[Entries from a pointing dataset]
((
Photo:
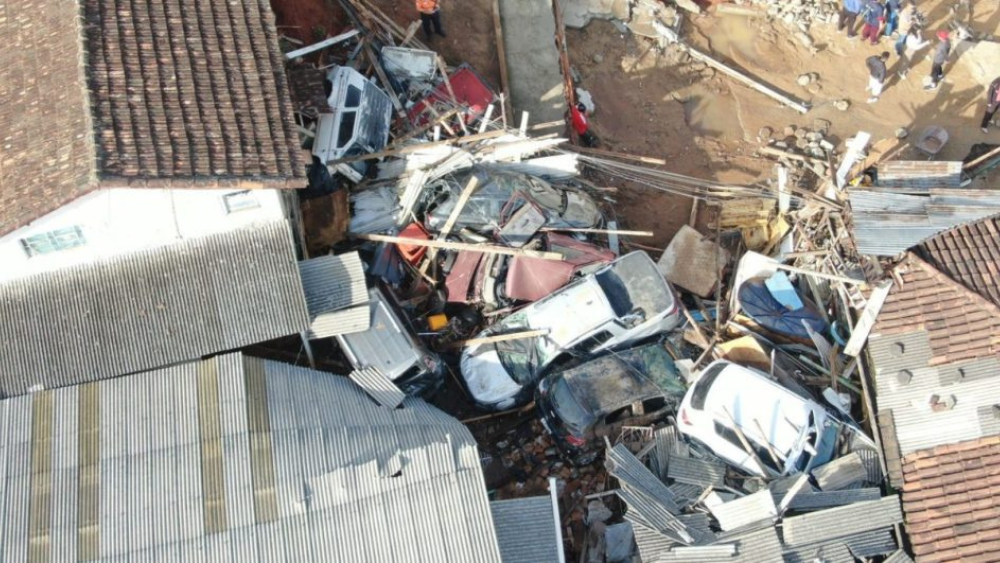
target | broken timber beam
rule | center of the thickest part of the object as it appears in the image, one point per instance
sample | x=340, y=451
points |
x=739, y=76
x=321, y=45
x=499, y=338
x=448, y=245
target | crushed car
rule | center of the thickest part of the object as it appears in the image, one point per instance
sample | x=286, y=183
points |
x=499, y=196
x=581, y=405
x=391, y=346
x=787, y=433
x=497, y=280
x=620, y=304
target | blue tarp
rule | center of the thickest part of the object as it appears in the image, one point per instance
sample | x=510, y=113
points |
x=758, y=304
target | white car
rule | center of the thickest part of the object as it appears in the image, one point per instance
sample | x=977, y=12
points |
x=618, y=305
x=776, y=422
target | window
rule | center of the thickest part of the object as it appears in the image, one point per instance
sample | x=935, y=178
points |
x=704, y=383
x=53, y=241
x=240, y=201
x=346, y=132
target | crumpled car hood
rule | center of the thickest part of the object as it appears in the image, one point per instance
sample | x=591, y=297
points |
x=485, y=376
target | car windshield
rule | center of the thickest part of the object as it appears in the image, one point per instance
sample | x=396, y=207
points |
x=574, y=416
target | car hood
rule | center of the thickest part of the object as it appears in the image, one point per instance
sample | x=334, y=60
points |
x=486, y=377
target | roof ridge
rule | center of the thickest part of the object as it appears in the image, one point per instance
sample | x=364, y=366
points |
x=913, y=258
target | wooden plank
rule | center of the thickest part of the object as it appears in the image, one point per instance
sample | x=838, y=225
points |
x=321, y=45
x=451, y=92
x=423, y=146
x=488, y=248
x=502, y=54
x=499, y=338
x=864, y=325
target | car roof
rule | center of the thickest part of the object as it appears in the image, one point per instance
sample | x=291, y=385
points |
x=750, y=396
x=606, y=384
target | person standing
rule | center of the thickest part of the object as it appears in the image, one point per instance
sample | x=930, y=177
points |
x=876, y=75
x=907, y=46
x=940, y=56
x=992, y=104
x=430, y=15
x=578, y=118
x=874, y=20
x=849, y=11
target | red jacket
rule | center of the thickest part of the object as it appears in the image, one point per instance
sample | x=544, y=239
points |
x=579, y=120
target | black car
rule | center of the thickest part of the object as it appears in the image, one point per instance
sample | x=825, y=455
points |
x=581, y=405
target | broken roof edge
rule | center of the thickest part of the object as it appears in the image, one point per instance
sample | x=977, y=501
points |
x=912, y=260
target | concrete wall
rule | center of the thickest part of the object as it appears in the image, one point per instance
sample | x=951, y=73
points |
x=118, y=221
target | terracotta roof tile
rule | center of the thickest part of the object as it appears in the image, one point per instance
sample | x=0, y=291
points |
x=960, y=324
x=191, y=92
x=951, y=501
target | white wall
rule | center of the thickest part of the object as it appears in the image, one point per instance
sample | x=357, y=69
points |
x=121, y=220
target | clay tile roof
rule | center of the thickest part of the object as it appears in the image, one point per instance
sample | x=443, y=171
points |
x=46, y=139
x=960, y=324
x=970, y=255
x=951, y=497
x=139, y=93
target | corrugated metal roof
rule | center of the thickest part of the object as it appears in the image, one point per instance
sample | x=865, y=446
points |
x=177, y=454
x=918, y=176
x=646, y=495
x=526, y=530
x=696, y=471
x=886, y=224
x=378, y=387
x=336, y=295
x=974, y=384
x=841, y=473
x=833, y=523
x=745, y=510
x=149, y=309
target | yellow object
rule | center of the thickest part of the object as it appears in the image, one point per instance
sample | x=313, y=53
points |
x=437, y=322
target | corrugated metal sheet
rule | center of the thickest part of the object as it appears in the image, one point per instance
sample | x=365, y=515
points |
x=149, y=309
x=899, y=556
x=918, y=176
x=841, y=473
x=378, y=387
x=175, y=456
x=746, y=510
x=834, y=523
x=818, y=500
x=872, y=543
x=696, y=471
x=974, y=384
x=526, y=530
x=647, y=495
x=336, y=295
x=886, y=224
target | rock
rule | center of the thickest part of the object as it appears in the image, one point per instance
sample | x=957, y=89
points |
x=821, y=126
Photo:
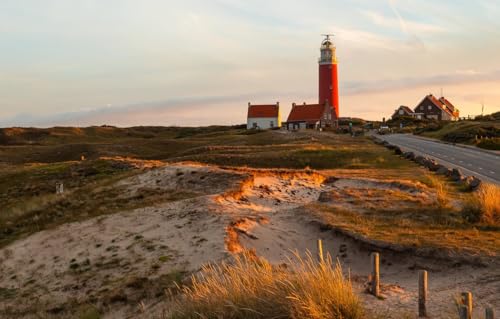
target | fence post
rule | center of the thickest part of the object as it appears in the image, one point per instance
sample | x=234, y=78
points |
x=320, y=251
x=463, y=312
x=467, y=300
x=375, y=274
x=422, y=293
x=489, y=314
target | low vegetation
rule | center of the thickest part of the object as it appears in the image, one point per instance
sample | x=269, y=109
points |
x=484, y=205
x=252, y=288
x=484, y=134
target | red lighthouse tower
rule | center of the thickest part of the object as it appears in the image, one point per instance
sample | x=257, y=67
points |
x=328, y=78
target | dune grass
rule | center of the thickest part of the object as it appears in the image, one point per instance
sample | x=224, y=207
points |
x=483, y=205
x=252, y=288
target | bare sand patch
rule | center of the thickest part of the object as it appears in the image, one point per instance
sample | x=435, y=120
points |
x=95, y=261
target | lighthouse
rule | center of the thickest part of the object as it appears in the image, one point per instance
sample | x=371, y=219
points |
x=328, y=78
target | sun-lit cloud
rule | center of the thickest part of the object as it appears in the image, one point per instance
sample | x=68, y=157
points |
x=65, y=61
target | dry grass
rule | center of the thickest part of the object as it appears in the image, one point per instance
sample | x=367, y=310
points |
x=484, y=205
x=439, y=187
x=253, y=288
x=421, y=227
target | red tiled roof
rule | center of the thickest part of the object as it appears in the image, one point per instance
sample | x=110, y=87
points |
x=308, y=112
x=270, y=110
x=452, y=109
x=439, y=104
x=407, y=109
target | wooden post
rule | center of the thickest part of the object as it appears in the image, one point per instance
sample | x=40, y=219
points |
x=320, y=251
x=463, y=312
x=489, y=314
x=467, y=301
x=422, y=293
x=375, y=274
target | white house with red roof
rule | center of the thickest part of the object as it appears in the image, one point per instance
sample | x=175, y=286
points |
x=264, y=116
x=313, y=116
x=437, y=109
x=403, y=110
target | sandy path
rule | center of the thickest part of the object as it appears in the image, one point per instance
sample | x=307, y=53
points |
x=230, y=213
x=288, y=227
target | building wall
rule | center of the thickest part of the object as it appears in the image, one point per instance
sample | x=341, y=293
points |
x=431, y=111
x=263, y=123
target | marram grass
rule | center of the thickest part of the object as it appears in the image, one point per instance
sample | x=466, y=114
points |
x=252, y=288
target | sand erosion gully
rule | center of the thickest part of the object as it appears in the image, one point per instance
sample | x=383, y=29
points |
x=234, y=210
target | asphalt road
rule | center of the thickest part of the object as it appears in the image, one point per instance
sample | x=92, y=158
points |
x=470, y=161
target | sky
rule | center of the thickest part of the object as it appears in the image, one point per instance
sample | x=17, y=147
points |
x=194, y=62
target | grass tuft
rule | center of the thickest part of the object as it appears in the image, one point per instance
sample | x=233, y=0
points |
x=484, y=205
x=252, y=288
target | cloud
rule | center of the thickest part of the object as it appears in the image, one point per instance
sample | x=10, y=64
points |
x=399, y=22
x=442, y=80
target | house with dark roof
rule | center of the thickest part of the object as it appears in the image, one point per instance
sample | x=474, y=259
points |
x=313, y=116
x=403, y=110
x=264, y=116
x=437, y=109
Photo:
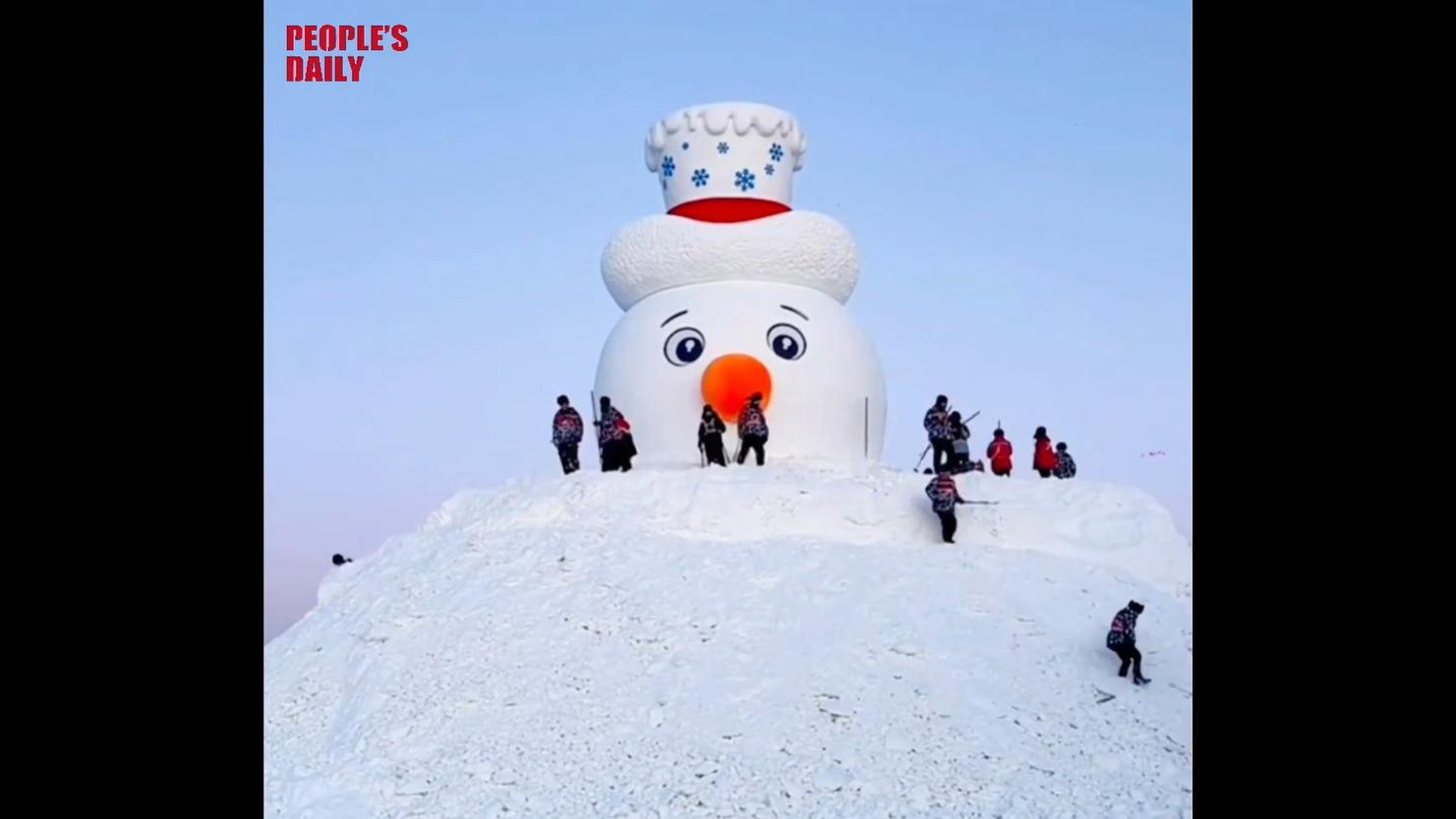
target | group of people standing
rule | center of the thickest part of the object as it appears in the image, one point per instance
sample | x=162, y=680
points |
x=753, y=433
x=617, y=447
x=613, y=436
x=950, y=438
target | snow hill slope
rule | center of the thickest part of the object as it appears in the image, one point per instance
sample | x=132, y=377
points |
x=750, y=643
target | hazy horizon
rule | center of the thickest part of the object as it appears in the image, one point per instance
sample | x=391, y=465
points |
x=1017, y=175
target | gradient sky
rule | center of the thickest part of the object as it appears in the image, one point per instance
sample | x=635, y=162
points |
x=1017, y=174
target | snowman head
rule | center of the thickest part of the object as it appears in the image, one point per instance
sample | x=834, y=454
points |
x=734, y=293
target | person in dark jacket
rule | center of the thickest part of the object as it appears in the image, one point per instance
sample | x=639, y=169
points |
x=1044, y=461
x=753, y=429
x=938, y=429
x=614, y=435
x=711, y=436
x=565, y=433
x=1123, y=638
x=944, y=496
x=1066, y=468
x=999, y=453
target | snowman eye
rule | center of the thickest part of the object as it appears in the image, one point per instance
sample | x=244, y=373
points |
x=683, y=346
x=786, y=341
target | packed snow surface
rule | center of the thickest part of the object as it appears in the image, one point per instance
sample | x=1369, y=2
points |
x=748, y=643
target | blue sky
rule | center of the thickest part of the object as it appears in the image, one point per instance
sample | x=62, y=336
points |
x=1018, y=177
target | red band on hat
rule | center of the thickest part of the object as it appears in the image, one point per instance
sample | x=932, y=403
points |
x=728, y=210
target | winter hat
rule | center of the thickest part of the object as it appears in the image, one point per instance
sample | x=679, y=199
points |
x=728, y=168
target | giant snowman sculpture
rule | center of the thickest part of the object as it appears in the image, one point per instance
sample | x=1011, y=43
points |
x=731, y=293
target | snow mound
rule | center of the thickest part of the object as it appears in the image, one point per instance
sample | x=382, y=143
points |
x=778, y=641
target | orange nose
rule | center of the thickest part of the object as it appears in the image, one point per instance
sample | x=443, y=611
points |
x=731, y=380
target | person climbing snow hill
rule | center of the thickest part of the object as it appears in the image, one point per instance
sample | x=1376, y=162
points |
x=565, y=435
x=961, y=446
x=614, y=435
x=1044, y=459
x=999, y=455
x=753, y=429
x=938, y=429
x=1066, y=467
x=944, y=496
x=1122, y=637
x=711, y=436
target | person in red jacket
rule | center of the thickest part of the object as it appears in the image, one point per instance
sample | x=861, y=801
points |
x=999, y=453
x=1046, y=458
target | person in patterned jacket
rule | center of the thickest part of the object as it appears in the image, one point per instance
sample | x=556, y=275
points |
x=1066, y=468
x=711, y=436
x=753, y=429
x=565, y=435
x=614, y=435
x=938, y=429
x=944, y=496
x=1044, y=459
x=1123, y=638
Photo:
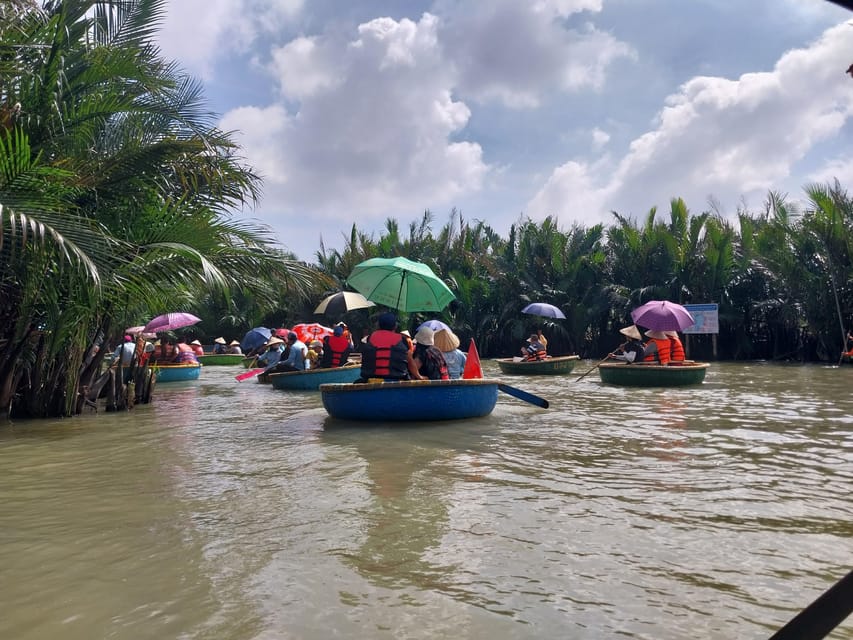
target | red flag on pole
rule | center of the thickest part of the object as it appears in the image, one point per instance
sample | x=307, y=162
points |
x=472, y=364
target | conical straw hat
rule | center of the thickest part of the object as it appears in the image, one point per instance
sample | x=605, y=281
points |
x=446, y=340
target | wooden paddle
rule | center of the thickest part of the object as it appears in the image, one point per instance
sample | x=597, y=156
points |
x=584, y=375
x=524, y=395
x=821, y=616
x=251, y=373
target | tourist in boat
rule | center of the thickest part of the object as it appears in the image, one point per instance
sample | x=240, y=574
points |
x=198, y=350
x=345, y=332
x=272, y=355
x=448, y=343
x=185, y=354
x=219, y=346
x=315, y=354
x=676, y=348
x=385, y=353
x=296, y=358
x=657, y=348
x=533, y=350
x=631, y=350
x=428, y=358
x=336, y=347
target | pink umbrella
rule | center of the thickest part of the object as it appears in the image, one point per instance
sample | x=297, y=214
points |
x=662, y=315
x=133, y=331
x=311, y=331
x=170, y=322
))
### Problem
Copy the lines from the one containing "target | red band on hat" through the one containing "x=728, y=168", including both of those lines, and reproduce them exactly.

### Answer to the exercise
target | red band on hat
rule | center of the thickest part of the object as it appears in the image, one point per instance
sample | x=932, y=403
points |
x=728, y=210
target | winter hat
rule | center of the thickest part of the object as it appears in the image, one point per instance
sample | x=679, y=199
points |
x=728, y=168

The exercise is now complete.